▸ Directions
Answer these questions from the thread below on the derivative of a power tower:
1. What conditions does the asker place on n?
2. Which two conventions does Edit 3 adopt to tidy the closed form?
3. Besides satisfying the recurrence relation, what must f(n) be checked for in the final paragraph?

▸ Excerpt to read
- - -

Finding the derivative of $x\uparrow\uparrow n$ [duplicate]
I am trying to find a general derivative for the function: $f(x)=x^{x^{x^{...^{x}}}}$however to do that I must find $f^{\prime }$ and $f^{\prime \prime}$...etc. I am now trying to write down a general expression for $f^{\prime \prime}$ and I have stumble opon the series in the picture below, I wonder, do anyone have an idea of what sort of expantion it migth be ? I have tried breaking it down into three different sums, but I wasn't very successful!
EDIT
So since this post has gotten some attention and the title has been change I will tell you what I am on about, although I already have a post just for the question in the title from before. I am as I said earlier trying to find a general derivative for the function $f(x)=x^{x^{x^{...^{x}}}}$ where $n$ is an arbitrary number, natural number and greater or equal to 2. I have already made success when I tried to find the first derivative, and I have also found some interesting pattern emerge when the derivatives as well as n incresses. But my question here was if anyone knew what this expation might be or look similar to be, since I have yet to be lernt series etc. I did not know that the question needed such background since it's straight a forward question.
Note: This answer ended up much longer than I intended (supposed to be a "hint"). However, it was too fun to not investigate further, hence the large amount of edits :)
Hint: The derivative of $x\uparrow\uparrow n$ can be expressed in terms of the following recurrence relation $$\frac{d}{dx}\left(x\uparrow\uparrow n\right)=x\uparrow\uparrow n \left(\frac{x\uparrow\uparrow (n-1)}{x}+\log x\frac{d}{dx}\left(x\uparrow\uparrow (n-1)\right)\right)$$ You can use this relation to find a closed form solution
Edit 1: It turns out the closed form is quite horrid so I'll save you the bother and write it out here. You can verify it with mathematical induction if you ever get the time. $$\frac{d}{dx}\left(x\uparrow\uparrow n\right)=\left[\sum _{i=0}^{n-3} x^{-1+\sum _{k=1}^{i+2} x\uparrow\uparrow(n-k)}\log ^i(x) \right]+\left(\log ^{n-2}(x)+\log ^{n-1}(x)\right) x^{\sum _{k=1}^{n-1} x\uparrow\uparrow k}$$
Edit 2: I had some time on my hands so here is a proof of the above recurrence relation: \begin{align*}\frac{d}{dx}\left(x\uparrow\uparrow n\right) &=\frac{d}{dx}\left(x^{x\uparrow\uparrow (n-1)}\right)\\ &=\frac{d}{dx}\left(e^{x\uparrow\uparrow (n-1)\cdot\log x}\right)\\ &=e^{x\uparrow\uparrow (n-1)\cdot\log x}\left(\frac{x\uparrow\uparrow (n-1)}{x}+\log x\cdot\frac{d}{dx}\left(x\uparrow\uparrow (n-1)\right)\right)\\ &=x\uparrow\uparrow n\left(\frac{x\uparrow\uparrow (n-1)}{x}+\log x\cdot\frac{d}{dx}\left(x\uparrow\uparrow (n-1)\right)\right)\end{align*}
Edit 3: After playing around with the formula a little, it turned out that the closed form wasn't so bad after all. The odd looking $\log$'s don't have to awkwardly stand apart from the sum if we work with the convention that $x\uparrow\uparrow0=1$ and $x\uparrow\uparrow-1=0$. By modifying the equation accordingly we get the following much tidier formula: $$\frac{d}{dx}\left(x\uparrow\uparrow n\right)=f(n)=\frac{1}{x}\sum _{i=1}^n x^{\sum _{k=n-1-i}^{n-1} x\uparrow\uparrow k}\cdot\log ^{i-1}(x)$$
With this "new" formula we can now in fact more easily verify that $\frac{d}{dx}\left(x\uparrow\uparrow n\right)$ is indeed equal to $f(n)$. To do this we simply checking that $f(n)$ satisfies the recurrence relation for $\frac{d}{dx}\left(x\uparrow\uparrow n\right)$ and that it works for n=1.

- - -

▸ Dataset
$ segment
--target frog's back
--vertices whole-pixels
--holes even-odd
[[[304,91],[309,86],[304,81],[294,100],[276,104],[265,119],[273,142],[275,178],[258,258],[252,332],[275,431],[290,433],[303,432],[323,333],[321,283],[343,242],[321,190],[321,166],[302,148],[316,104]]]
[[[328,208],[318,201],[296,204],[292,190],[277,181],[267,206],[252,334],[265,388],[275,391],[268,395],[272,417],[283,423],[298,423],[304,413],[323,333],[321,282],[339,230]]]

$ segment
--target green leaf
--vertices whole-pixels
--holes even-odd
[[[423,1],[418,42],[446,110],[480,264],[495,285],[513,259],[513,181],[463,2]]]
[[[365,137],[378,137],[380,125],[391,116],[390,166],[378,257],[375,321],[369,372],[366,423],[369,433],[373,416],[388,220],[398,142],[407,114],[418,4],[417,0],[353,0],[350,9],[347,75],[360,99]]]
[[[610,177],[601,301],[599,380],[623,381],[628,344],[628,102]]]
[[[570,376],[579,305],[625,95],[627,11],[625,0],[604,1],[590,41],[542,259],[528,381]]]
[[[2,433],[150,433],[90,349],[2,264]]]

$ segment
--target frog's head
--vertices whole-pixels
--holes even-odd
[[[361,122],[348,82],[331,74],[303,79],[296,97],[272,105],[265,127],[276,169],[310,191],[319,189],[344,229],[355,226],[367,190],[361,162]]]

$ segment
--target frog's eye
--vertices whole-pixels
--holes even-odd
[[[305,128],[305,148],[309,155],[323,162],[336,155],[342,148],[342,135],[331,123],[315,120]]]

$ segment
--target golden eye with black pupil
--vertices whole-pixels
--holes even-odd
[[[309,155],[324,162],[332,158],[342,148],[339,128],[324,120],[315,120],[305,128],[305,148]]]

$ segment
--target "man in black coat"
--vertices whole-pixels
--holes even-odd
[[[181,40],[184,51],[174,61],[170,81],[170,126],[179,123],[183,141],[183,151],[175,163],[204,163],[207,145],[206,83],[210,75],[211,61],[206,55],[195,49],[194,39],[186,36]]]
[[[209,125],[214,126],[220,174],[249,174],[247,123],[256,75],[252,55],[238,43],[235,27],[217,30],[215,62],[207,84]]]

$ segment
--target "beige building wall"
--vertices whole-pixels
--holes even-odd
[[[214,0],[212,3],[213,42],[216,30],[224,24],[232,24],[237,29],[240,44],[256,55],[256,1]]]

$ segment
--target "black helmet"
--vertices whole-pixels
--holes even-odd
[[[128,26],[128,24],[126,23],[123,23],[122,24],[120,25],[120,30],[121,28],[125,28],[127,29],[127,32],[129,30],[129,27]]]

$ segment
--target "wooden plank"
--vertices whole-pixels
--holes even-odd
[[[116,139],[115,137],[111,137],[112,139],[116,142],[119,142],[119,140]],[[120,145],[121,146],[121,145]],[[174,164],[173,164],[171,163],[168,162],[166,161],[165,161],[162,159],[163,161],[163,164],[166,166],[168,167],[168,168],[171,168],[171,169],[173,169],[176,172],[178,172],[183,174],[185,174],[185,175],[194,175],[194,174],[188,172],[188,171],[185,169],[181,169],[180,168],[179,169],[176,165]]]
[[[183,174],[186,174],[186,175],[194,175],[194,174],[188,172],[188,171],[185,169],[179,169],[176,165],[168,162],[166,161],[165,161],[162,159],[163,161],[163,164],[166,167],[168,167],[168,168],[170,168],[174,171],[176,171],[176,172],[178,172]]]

- - -

▸ Solution to this task
1. n is an arbitrary natural number greater than or equal to 2.
2. x↑↑0 = 1 and x↑↑−1 = 0.
3. That it works for n = 1.